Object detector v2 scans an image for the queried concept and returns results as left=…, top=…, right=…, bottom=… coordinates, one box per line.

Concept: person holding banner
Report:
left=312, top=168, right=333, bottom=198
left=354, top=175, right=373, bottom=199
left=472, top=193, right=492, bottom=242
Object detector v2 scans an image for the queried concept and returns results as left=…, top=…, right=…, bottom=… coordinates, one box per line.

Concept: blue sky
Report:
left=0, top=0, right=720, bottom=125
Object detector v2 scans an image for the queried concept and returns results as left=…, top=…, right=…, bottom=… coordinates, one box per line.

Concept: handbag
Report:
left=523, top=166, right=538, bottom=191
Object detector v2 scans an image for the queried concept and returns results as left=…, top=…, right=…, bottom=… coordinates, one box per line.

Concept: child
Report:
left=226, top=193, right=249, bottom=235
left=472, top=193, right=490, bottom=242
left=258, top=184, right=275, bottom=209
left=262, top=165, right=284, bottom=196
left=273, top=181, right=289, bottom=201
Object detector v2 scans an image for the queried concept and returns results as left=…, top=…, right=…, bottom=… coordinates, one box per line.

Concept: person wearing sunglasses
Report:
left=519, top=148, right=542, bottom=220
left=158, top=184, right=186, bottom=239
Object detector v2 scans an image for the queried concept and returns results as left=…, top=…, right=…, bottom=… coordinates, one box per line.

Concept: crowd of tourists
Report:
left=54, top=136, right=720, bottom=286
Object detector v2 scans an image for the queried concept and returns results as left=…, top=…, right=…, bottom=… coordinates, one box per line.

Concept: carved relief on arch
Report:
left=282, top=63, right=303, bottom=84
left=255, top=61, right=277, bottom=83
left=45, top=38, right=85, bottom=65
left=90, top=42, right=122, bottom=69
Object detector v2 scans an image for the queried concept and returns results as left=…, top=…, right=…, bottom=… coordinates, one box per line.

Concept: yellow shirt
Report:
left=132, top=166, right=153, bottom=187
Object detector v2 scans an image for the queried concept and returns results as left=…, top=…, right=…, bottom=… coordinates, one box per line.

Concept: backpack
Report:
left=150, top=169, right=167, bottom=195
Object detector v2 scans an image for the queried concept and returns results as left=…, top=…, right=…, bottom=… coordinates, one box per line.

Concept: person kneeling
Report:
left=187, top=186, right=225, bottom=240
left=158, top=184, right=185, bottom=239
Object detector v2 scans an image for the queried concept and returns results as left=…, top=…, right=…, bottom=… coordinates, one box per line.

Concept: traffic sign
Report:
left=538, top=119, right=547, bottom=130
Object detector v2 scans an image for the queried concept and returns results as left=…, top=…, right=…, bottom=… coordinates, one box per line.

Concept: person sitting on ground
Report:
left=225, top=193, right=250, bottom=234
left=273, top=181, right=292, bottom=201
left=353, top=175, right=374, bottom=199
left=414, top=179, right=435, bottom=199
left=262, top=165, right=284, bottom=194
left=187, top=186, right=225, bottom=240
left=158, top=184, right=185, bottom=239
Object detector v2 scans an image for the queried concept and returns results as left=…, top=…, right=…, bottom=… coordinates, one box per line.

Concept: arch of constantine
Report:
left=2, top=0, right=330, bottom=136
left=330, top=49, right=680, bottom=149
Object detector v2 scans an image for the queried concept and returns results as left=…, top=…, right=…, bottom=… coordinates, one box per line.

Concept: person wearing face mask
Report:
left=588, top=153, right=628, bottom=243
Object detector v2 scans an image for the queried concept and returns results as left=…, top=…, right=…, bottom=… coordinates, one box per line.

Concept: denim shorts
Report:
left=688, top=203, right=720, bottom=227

================================

## GIVEN REQUEST
Return every line of the records above that contains the word "arch".

## PROBLEM SOLUTION
Concept: carved relief on arch
Concept: arch of constantine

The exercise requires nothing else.